# START OF Given data

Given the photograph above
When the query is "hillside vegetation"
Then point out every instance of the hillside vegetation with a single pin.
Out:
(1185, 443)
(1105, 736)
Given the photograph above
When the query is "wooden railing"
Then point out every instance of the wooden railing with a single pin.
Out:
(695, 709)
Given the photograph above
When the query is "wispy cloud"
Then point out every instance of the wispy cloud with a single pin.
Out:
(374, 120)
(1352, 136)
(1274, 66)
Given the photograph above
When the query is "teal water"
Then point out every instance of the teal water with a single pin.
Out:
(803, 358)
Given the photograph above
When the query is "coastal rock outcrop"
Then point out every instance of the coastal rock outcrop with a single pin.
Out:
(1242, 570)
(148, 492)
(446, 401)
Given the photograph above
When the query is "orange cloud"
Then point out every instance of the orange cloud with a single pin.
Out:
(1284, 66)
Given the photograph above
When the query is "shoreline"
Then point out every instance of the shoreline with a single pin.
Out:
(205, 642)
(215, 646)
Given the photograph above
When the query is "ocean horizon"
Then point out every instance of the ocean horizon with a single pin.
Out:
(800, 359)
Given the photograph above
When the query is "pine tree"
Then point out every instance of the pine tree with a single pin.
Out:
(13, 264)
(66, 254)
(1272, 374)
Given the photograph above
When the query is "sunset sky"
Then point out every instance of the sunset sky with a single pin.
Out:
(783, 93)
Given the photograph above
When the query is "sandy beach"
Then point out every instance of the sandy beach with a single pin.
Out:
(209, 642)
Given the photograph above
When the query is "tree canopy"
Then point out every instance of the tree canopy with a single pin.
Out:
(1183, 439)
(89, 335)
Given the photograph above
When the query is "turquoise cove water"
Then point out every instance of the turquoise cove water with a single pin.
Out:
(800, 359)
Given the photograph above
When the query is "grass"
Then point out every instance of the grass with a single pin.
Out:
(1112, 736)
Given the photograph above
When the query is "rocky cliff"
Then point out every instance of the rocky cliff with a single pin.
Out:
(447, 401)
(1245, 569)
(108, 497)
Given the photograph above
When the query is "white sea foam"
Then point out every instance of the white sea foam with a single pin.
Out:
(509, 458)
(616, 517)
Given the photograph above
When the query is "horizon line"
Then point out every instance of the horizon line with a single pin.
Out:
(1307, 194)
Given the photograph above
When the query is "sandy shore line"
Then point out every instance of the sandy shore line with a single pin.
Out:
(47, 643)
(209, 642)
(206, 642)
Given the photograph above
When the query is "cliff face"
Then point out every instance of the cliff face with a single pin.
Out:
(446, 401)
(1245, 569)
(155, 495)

# END OF Given data

# Stated problem
Rewrite every one of the rows above, swapping each occurrence of "single pin" for "single marker" and keeping everything else the same.

# Written answer
Given the photograph above
When the query is "hillside vegetation"
Then point out every instance of the hillside vegetation with a single marker.
Out:
(1185, 443)
(1105, 736)
Given the photograph above
When the query is "wooden railing"
Then point out every instance of the wooden railing with a single marker.
Out:
(695, 709)
Given the photograph above
When the query is "wispy cloud"
Then point out every instance of the wispy cloud with a single marker.
Out:
(374, 120)
(1352, 136)
(1274, 66)
Given the photograph above
When the query is "teal water"
Then point out every instance of the teal water with a single marker.
Out:
(803, 358)
Given the photograph above
When the query is "coastal rock outcrop"
Then point out every instance of the coastal rock outcrop with a single marker.
Out:
(1242, 570)
(148, 492)
(446, 401)
Given the photograph above
When the query is "orange cloud"
Then point out every instance of the orange cloud with a single marker.
Out:
(1284, 66)
Given the photograph above
When the query is "shoreline"
Then point out every instance of the shoreline with a single marker.
Out:
(205, 642)
(215, 646)
Given the photograph above
When the query is "ocean horizon"
Then point out every instance of the ocean horizon with a single marker.
Out:
(800, 359)
Given the photograph above
When the query is "pine tree"
Then point out every instance of the pine tree with a single marker.
Out:
(13, 264)
(66, 254)
(1272, 374)
Given the photograph above
When the query is "sunset sky"
Then point out every instance of the sunset sky with a single marker.
Out:
(783, 93)
Given the photograph above
When the query is "sandy beach"
Then point out every instance of the sandy beach with a single marker.
Out:
(209, 642)
Given the photograph above
When the query is "tree canopy"
Then point out every instance of the tree canopy with a single marker.
Out:
(1183, 439)
(89, 335)
Given the photograph above
When the query is "turquoise cove water"
Then point out every instance of the turquoise cove water with a single marker.
Out:
(800, 359)
Given the photograph above
When the query is "grass"
Then point out every instance of the grass with a single marker.
Out:
(1112, 736)
Given the photograph above
When the query is "rocky cliff"
Then point out every instance of the rocky cliff with a single marker.
Out:
(447, 401)
(1245, 569)
(108, 497)
Given the photograph above
When the query is "white sea foam"
Then point out every instance of the white sea foam with a single marker.
Out:
(509, 458)
(616, 517)
Given the photograph above
When the query is "horizon line"
Then point out every instance of the horizon line with a single marker.
Out:
(1307, 194)
Given the photograph above
When the query is "sandy shore line"
Then point out every instance of the sandy shore line with a single marker.
Out:
(47, 643)
(209, 642)
(206, 642)
Given the photograph above
When the query is "cliff face"
Then point out every instance of the cliff face with a single marker.
Out:
(446, 401)
(1245, 569)
(155, 495)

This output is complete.